→ **Your assignment**
Restate exactly, and only, the lines spanning from the one with "Return one point per instance of the boy in" to the end of the records below.

Source records Start Marker

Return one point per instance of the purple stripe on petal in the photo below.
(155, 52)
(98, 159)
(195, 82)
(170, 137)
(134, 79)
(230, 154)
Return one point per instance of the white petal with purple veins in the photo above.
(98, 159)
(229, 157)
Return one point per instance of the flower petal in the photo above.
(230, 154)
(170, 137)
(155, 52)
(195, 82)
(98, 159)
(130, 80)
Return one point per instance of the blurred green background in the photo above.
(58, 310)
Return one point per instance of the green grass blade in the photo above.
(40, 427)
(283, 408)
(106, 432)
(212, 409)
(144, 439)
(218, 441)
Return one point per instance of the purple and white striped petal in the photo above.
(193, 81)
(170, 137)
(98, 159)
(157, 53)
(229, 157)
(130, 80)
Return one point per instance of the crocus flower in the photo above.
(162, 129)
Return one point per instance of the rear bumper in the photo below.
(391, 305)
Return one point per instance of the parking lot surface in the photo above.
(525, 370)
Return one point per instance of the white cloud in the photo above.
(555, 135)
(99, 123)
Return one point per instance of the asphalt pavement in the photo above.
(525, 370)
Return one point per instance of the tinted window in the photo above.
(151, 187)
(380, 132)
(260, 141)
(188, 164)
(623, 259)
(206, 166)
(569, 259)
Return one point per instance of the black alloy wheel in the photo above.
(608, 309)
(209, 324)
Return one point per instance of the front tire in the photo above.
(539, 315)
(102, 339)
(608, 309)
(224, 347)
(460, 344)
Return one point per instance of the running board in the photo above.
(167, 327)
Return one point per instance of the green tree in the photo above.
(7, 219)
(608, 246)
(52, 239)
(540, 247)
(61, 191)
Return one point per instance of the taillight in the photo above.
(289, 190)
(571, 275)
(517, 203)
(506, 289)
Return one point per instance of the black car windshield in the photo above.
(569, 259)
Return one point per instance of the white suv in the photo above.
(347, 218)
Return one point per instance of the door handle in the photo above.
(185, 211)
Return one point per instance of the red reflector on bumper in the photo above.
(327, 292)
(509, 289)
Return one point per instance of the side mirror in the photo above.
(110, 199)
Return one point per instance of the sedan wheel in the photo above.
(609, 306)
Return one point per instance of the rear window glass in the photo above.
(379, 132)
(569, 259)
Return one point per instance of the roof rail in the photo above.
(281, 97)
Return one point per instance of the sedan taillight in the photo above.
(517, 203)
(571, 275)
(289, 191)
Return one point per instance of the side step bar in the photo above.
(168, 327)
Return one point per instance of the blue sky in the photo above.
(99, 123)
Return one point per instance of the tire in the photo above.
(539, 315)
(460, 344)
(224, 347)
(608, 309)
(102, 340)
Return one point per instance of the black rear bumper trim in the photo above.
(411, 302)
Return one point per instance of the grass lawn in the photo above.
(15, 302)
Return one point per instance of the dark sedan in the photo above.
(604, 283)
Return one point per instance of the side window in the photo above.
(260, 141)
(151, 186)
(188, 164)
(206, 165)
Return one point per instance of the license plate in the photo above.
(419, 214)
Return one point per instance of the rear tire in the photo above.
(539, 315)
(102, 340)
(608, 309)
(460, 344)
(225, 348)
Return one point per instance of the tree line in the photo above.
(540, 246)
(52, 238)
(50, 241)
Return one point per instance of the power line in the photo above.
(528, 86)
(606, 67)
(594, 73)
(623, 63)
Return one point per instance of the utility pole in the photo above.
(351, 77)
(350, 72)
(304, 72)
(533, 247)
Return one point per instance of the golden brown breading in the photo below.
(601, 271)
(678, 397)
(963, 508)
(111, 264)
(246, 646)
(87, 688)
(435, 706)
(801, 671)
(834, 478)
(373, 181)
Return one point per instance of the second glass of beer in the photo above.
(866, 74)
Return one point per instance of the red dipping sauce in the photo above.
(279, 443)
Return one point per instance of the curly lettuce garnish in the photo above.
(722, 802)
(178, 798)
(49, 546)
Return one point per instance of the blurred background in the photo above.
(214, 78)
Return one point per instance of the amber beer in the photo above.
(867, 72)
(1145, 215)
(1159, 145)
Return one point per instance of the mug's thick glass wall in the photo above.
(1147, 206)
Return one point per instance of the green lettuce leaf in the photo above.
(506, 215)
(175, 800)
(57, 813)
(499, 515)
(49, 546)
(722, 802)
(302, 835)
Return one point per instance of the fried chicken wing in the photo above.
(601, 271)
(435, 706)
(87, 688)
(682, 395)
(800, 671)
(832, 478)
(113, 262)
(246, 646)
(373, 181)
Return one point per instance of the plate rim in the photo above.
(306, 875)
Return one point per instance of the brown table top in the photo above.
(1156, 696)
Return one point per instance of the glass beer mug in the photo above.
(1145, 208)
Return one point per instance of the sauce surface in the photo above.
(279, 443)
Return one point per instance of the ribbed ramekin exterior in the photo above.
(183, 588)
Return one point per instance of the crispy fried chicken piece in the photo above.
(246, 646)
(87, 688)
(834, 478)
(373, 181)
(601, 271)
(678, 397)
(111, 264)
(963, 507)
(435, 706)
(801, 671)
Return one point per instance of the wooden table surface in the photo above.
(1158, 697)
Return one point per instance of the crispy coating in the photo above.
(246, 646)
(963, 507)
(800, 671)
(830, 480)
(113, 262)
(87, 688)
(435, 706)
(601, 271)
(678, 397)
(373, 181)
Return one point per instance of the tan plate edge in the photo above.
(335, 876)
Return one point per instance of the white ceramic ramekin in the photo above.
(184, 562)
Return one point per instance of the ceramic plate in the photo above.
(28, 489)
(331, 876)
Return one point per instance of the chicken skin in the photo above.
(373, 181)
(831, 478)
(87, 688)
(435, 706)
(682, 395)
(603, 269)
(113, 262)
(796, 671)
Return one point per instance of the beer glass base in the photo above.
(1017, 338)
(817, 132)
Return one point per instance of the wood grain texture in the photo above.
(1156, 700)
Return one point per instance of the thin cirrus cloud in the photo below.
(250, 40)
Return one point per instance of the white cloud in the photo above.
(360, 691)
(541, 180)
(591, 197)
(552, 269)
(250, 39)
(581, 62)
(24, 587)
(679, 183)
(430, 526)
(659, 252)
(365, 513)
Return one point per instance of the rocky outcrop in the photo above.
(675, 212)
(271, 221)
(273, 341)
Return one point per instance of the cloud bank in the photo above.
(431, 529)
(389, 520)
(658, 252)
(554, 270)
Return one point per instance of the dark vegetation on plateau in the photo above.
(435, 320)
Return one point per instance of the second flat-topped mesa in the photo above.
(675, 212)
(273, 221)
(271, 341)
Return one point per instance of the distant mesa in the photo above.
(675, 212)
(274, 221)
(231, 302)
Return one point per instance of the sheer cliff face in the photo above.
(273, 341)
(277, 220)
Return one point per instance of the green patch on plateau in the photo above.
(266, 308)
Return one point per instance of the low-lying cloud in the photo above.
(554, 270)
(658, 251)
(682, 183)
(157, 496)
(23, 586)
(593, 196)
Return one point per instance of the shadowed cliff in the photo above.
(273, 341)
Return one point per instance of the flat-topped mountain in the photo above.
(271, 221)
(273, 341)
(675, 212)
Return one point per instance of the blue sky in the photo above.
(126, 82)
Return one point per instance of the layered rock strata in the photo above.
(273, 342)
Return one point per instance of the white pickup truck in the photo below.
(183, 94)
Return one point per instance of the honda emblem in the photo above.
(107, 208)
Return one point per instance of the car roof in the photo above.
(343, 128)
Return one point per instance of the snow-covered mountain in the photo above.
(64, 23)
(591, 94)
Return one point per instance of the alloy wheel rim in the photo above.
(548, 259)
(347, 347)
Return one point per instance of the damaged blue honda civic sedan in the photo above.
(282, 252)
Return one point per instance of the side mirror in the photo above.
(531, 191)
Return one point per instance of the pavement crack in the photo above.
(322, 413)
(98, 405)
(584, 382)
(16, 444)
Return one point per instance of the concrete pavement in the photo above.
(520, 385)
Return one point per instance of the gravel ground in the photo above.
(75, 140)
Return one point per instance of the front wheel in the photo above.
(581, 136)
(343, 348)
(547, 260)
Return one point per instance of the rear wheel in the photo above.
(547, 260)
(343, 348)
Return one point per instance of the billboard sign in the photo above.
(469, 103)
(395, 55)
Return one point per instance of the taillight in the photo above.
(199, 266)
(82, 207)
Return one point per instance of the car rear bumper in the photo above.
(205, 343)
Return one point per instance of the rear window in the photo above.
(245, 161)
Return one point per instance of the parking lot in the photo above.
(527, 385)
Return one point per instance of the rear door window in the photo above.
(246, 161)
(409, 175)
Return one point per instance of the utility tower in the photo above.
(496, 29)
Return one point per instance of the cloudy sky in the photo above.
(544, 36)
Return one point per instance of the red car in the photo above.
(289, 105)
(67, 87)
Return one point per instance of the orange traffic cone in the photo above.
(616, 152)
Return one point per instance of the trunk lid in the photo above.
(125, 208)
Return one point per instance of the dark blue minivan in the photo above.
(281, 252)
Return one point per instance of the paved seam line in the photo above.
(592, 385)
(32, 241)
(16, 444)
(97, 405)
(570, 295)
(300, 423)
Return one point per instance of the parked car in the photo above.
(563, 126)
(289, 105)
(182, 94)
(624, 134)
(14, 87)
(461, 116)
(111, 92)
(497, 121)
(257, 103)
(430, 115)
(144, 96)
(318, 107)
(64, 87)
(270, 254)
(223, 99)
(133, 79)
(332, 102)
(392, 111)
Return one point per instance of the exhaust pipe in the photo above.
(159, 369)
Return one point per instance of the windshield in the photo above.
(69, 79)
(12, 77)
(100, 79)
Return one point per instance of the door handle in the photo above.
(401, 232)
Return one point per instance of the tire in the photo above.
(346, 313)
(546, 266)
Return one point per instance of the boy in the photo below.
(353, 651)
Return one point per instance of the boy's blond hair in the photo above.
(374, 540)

Source records End Marker

→ **Task result**
Return one point per instance of the boy in the photo below.
(353, 651)
Return one point per instance of the boy's blond hair in the photo above.
(374, 540)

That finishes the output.